* [Exercise data]:
———

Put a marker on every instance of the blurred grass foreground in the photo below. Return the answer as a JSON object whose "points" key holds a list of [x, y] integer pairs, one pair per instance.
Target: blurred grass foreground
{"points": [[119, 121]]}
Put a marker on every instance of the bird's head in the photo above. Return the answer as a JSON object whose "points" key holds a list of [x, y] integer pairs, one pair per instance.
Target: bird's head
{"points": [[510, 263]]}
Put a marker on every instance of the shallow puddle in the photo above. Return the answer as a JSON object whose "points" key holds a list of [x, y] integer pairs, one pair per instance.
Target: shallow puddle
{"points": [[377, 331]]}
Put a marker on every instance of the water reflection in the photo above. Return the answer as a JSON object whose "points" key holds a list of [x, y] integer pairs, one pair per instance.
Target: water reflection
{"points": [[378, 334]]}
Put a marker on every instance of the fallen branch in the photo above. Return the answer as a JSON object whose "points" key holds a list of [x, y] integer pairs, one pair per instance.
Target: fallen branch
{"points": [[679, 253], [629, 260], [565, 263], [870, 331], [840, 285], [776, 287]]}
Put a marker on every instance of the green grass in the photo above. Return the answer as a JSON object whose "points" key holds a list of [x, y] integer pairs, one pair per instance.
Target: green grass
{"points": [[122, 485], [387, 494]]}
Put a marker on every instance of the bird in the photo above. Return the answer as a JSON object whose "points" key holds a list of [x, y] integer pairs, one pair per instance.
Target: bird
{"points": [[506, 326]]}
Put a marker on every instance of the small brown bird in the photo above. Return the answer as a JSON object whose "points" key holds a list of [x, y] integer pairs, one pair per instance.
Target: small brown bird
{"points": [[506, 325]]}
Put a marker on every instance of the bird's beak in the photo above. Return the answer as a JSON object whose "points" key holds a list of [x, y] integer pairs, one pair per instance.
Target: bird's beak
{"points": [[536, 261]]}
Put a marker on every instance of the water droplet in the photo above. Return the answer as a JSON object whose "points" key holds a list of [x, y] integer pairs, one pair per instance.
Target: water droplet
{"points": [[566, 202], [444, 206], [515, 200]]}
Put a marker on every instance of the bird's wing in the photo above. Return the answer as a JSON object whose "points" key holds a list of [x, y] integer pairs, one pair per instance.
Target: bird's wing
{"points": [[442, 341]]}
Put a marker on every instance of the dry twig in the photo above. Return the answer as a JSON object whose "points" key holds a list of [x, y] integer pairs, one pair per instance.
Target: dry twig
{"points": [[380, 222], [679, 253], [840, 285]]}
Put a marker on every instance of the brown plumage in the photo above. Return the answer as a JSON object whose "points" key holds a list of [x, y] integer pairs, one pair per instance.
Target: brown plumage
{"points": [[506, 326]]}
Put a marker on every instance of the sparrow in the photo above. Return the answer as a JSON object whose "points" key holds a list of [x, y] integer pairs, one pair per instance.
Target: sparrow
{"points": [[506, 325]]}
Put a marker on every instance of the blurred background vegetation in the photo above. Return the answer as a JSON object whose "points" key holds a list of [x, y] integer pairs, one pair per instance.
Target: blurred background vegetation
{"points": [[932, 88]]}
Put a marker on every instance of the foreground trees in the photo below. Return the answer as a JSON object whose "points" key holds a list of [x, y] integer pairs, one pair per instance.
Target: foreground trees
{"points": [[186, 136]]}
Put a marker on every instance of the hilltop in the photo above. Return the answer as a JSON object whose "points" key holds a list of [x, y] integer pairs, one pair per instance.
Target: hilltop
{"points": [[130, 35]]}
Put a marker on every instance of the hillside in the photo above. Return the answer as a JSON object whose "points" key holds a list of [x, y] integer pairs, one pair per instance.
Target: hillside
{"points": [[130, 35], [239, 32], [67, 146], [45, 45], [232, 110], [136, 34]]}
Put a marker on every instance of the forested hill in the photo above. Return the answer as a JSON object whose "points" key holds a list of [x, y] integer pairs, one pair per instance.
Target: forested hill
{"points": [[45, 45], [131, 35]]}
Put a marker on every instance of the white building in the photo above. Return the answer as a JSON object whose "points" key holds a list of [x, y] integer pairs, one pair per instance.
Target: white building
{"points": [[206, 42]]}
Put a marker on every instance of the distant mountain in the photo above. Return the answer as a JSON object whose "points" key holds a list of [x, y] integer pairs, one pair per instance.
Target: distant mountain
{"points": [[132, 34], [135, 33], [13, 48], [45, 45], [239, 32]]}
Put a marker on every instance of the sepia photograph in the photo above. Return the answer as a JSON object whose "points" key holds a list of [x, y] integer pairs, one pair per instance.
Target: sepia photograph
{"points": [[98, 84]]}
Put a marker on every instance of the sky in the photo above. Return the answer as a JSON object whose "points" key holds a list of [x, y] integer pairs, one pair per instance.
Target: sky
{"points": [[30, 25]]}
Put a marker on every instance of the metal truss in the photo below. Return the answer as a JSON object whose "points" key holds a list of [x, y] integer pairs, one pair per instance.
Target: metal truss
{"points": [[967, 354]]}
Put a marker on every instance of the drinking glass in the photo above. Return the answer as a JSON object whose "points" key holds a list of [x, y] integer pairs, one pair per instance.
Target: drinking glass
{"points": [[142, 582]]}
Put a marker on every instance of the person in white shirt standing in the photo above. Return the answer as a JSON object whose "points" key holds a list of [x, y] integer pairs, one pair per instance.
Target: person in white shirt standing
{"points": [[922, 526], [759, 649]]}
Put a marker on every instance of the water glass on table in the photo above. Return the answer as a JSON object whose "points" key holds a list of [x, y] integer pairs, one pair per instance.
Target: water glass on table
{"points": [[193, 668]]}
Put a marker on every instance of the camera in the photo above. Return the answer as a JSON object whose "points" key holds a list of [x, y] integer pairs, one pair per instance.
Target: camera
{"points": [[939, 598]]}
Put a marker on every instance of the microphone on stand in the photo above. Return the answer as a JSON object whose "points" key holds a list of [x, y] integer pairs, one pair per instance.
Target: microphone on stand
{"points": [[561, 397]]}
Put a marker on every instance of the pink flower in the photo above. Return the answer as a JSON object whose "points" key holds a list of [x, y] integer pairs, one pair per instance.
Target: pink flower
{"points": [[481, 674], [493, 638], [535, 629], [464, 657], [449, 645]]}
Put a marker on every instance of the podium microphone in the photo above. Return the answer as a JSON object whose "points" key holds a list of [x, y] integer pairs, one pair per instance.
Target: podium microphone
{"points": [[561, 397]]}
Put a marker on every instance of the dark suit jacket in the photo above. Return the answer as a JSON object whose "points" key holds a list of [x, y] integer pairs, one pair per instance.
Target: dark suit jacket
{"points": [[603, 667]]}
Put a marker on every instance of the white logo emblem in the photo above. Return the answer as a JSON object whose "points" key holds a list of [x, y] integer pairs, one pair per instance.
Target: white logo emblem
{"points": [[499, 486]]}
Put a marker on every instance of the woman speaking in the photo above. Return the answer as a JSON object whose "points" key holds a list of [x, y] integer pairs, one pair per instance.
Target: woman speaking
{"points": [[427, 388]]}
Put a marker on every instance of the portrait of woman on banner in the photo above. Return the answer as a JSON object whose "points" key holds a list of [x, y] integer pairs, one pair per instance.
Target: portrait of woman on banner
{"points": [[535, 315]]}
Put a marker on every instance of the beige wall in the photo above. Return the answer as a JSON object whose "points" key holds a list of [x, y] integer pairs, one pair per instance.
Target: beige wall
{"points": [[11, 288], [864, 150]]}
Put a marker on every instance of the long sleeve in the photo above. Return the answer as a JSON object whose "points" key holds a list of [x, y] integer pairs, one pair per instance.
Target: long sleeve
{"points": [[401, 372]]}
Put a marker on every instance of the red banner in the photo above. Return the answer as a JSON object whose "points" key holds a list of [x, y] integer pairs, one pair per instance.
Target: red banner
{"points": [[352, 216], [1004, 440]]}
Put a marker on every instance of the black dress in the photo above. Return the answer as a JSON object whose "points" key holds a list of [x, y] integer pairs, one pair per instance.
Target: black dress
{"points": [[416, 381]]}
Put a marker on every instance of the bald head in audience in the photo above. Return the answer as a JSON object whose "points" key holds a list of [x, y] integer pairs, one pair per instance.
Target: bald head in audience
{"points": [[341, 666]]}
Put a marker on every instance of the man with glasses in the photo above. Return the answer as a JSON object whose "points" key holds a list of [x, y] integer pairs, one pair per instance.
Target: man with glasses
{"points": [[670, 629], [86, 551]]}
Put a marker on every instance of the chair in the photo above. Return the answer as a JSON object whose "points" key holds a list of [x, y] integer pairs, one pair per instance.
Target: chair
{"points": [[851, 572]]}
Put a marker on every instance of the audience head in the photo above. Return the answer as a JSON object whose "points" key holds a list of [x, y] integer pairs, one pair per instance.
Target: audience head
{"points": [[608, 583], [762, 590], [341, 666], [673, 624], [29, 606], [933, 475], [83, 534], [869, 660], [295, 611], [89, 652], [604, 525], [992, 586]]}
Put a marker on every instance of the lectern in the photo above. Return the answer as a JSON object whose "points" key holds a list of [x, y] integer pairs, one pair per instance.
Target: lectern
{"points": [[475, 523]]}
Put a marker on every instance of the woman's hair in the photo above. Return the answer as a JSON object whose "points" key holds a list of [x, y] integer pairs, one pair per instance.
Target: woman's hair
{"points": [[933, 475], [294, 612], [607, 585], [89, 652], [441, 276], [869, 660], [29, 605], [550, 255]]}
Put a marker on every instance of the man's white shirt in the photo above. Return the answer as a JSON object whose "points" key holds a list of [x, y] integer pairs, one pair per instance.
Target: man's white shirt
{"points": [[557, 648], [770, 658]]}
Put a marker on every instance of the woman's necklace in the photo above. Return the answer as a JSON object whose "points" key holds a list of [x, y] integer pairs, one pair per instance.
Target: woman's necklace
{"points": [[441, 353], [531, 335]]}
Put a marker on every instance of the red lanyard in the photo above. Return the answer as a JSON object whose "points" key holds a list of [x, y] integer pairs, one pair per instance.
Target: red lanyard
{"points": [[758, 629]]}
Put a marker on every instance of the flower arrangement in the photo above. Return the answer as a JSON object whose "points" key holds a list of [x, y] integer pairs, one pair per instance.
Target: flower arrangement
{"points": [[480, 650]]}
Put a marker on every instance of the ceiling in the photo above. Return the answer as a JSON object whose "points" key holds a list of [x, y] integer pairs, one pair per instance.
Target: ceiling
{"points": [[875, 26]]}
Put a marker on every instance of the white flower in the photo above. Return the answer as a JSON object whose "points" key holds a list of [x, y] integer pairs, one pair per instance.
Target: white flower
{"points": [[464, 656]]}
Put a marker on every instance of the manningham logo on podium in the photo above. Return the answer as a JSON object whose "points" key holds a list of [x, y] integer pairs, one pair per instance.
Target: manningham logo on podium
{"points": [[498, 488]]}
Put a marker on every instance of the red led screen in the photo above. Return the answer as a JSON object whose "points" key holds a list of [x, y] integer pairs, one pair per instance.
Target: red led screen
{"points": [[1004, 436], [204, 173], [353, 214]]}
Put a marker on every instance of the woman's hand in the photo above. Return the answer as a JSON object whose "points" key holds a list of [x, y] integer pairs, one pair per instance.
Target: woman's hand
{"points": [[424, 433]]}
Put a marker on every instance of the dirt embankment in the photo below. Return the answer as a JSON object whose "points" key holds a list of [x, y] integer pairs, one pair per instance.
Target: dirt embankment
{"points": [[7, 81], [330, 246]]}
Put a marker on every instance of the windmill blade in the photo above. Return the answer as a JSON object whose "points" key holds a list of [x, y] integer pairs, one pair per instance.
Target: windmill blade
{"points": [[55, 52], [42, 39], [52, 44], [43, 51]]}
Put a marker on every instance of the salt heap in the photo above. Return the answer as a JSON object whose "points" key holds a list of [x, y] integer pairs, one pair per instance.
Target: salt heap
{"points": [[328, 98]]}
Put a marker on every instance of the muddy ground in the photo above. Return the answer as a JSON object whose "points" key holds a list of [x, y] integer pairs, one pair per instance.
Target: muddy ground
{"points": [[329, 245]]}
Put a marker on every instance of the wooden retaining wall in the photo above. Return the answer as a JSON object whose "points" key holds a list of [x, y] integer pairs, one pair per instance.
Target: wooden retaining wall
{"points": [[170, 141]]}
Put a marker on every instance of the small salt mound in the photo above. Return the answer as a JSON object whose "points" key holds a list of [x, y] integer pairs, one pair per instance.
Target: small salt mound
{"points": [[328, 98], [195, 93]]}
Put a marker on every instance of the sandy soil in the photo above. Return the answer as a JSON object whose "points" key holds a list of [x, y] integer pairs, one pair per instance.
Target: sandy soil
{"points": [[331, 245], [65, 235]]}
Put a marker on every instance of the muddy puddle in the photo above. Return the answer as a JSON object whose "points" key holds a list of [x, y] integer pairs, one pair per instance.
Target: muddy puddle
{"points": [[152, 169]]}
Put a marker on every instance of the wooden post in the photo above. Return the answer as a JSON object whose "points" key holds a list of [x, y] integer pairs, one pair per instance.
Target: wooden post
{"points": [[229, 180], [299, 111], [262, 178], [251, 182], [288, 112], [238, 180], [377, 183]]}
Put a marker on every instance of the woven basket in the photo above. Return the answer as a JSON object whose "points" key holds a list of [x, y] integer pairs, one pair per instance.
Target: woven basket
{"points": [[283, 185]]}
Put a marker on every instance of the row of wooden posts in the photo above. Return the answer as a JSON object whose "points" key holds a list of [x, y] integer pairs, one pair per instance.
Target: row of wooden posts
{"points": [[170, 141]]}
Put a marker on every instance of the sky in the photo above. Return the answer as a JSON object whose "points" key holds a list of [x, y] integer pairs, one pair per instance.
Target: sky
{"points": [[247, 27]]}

———

* [Directions for this task]: Output the entries above, from the line containing "Put a marker on every instance of the sandy" through the last entry, as a two-column CSV with the headers text and answer. Use one row per entry, put each field in double quotes, and replace line breaks with spaces.

* [Task output]:
text,answer
"Put a marker on every instance of the sandy soil in the photo above. Return the answer as a JSON object whose ""points"" key holds a list of [x, y] integer pairs, one pair per instance. Target: sandy soil","{""points"": [[331, 245], [65, 235]]}"
"Put a marker on every instance of the muddy puddle in the photo above. Return the answer as a JSON object whose ""points"" key holds a list of [x, y] integer pairs, one pair per instance. Target: muddy puddle","{""points"": [[152, 169]]}"
"Put a marker on every instance of the wooden post in the photo above. Return the answer as a JSON object whose ""points"" key holds a list of [x, y] integer pairs, one pair per instance. Target: wooden post","{""points"": [[229, 180], [299, 111], [262, 178], [251, 182], [288, 112], [238, 180], [377, 183]]}"
"Put a marker on every instance of the woven basket in the photo above. Return the answer as a JSON object whose ""points"" key holds a list of [x, y] integer pairs, one pair per instance. Target: woven basket","{""points"": [[283, 185]]}"
"Put a marker on every instance of the row of wooden posts in the photo above. Return the answer as a JSON object whose ""points"" key holds a list of [x, y] integer pairs, one pair per instance. Target: row of wooden posts","{""points"": [[170, 141]]}"
"Put a marker on every instance of the sky in the photo above. Return the answer as a JSON object whose ""points"" key holds a list of [x, y] integer pairs, one pair per instance. Target: sky","{""points"": [[247, 27]]}"